Request: Reproduce all of the records with "segmenter" swapped for "annotator" at every occurrence, leaving everything else unchanged.

Some records:
------------------------------------------------------------
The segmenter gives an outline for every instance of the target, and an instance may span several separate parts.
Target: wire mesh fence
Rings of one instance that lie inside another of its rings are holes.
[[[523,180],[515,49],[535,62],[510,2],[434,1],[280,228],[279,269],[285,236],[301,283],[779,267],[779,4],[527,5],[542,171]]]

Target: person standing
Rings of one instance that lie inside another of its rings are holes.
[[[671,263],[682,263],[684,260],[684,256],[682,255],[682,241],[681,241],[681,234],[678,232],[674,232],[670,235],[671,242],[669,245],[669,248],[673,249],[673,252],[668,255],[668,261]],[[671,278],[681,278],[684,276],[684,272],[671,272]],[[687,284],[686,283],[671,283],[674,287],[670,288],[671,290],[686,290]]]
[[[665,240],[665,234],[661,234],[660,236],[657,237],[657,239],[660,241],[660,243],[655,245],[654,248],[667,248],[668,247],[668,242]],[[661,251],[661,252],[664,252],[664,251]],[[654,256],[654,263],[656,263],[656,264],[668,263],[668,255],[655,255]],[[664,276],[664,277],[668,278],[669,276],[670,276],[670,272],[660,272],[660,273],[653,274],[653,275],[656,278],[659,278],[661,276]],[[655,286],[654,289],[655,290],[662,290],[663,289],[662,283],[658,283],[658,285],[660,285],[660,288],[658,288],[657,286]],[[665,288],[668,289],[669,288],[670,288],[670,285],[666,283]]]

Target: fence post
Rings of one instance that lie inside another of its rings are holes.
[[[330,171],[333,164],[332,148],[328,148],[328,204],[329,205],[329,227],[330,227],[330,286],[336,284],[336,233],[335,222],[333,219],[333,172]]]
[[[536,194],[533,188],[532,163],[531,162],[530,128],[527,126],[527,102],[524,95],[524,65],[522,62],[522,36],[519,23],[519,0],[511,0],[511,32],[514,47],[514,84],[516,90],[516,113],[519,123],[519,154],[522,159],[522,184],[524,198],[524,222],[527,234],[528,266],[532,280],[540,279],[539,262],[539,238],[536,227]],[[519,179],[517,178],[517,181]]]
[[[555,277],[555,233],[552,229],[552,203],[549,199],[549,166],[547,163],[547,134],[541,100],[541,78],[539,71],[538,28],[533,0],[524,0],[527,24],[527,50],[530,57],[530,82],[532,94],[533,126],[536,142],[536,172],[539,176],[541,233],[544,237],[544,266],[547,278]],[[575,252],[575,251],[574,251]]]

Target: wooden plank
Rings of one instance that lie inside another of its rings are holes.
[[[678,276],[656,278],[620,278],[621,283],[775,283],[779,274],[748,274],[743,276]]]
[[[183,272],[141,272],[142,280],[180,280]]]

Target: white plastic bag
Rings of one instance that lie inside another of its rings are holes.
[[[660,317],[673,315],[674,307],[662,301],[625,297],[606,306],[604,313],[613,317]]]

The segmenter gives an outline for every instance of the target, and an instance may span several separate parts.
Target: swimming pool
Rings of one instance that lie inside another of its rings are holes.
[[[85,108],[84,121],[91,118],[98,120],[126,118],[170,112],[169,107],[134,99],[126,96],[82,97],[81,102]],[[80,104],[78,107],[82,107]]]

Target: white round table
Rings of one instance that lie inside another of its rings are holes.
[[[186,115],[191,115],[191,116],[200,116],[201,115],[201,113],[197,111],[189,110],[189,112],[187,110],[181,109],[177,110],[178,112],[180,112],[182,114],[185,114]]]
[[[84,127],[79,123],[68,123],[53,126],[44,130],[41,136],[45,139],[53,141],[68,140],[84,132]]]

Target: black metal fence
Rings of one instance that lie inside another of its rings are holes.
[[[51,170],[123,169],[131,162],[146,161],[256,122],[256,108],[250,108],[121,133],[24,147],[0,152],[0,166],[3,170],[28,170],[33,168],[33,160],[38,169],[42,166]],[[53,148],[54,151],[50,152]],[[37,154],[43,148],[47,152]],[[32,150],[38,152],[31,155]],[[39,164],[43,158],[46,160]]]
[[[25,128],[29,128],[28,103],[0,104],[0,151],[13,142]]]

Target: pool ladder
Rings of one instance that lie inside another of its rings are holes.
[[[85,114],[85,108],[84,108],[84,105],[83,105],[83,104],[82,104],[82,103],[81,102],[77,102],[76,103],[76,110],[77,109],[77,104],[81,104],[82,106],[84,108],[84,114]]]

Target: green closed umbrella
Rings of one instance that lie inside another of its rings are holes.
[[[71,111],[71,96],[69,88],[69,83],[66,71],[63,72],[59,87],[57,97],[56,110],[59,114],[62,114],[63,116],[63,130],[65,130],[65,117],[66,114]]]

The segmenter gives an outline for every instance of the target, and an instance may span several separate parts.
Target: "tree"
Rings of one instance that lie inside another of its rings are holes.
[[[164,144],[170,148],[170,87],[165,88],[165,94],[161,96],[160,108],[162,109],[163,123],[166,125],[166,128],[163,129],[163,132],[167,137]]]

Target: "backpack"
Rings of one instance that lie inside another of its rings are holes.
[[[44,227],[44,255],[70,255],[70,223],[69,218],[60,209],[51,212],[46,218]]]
------------------------------------------------------------
Reply:
The annotator gives an outline for every instance of the target, and an instance may span several separate parts.
Target: wire mesh fence
Rings of one instance that lie inside another of its rings are holes.
[[[523,180],[515,49],[535,62],[510,2],[434,1],[280,228],[279,269],[285,236],[301,283],[779,267],[779,4],[527,5],[542,171]]]

Target: person standing
Rings of one instance that lie inside another of its rings are holes.
[[[671,263],[682,263],[684,260],[684,256],[682,255],[682,241],[681,241],[681,234],[678,232],[674,232],[670,235],[671,242],[669,245],[669,248],[673,249],[673,252],[668,255],[668,261]],[[671,278],[681,278],[684,276],[684,272],[671,272]],[[687,284],[686,283],[671,283],[674,287],[670,288],[671,290],[686,290]]]
[[[665,240],[665,234],[661,234],[660,236],[657,237],[657,239],[660,241],[660,243],[655,245],[654,248],[667,248],[668,247],[668,242]],[[661,251],[661,252],[664,252],[664,251]],[[654,256],[654,263],[656,263],[656,264],[668,263],[668,255],[655,255]],[[664,276],[664,277],[668,278],[669,276],[670,276],[670,272],[660,272],[660,273],[653,274],[653,275],[656,278],[659,278],[661,276]],[[655,286],[654,289],[655,290],[662,290],[663,289],[662,283],[658,283],[658,285],[660,285],[660,288],[658,288],[657,286]],[[665,288],[668,289],[669,288],[670,288],[670,285],[666,283]]]

Target: fence post
Rings of one instance that lie inside another of its rings are holes.
[[[330,171],[333,164],[332,148],[328,148],[328,204],[329,205],[329,227],[330,227],[330,286],[336,284],[336,233],[335,222],[333,219],[333,172]]]
[[[536,194],[533,188],[532,163],[531,162],[530,128],[527,126],[527,102],[524,95],[524,65],[522,62],[522,36],[519,23],[519,0],[511,0],[511,32],[514,47],[514,84],[516,90],[516,113],[519,123],[519,154],[522,159],[522,184],[524,198],[524,222],[527,234],[528,266],[532,280],[540,279],[539,262],[539,238],[536,227]],[[519,179],[517,178],[517,181]]]
[[[555,277],[555,233],[552,229],[552,203],[549,199],[549,166],[547,163],[547,134],[541,100],[541,78],[539,71],[538,28],[533,0],[524,0],[527,24],[527,50],[530,57],[530,82],[532,94],[533,126],[536,142],[536,172],[539,176],[541,233],[544,237],[544,266],[547,278]],[[575,252],[575,251],[574,251]]]

Target: wooden plank
Rings of one instance that lie inside another of its rings are holes.
[[[678,276],[656,278],[620,278],[621,283],[775,283],[779,274],[748,274],[743,276]]]
[[[183,272],[141,272],[142,280],[180,280]]]

Target: white plastic bag
Rings of one instance that lie inside another of its rings are holes.
[[[660,317],[673,315],[674,307],[662,301],[625,297],[606,306],[604,313],[613,317]]]

The annotator gives an outline for every instance of the target, and an instance may span several separate parts.
Target: swimming pool
Rings of one instance that lie inside another of its rings are holes.
[[[85,108],[84,121],[91,118],[98,120],[126,118],[170,112],[169,107],[134,99],[126,96],[82,97],[81,102]],[[80,104],[78,107],[82,107]]]

Target: white round table
Rings of one instance that lie inside another of its rings are holes.
[[[186,115],[191,115],[191,116],[200,116],[201,115],[201,113],[197,111],[189,110],[189,112],[187,110],[181,109],[177,110],[178,112],[180,112],[182,114],[185,114]]]
[[[84,127],[79,123],[68,123],[53,126],[44,130],[41,136],[45,139],[53,141],[68,140],[84,132]]]

Target: black metal fence
Rings of one instance that lie inside another of its rings are holes.
[[[51,170],[123,169],[131,162],[146,161],[256,122],[256,108],[250,108],[121,133],[24,147],[0,152],[0,166],[3,170],[28,170],[33,168],[33,160],[38,169],[42,166]],[[53,148],[54,151],[50,152]],[[37,154],[43,148],[47,152]],[[32,150],[38,152],[31,155]],[[39,164],[43,158],[46,160]]]
[[[25,128],[29,128],[28,103],[0,104],[0,151],[13,142]]]

Target: pool ladder
Rings of one instance that lie inside another of its rings are holes.
[[[85,114],[85,108],[84,108],[84,105],[83,105],[83,104],[82,104],[82,103],[81,102],[77,102],[76,103],[76,110],[77,109],[77,104],[81,104],[82,106],[84,108],[84,114]]]

Target: green closed umbrella
Rings of one instance that lie inside another of its rings are holes.
[[[71,111],[71,96],[69,88],[69,83],[66,71],[63,72],[59,87],[57,97],[56,110],[59,114],[62,114],[63,116],[63,130],[65,130],[65,117],[66,114]]]

The annotator gives an outline for every instance of the target, and an instance may span several separate parts.
Target: "tree"
Rings of one instance that lie inside another of its rings are holes.
[[[164,144],[170,148],[170,87],[165,88],[165,94],[161,96],[160,108],[162,109],[163,123],[166,125],[166,128],[163,129],[163,132],[167,137]]]

Target: "backpack"
Rings of one instance that lie inside another of its rings are holes.
[[[44,227],[44,255],[70,255],[70,223],[69,218],[60,209],[51,212],[46,218]]]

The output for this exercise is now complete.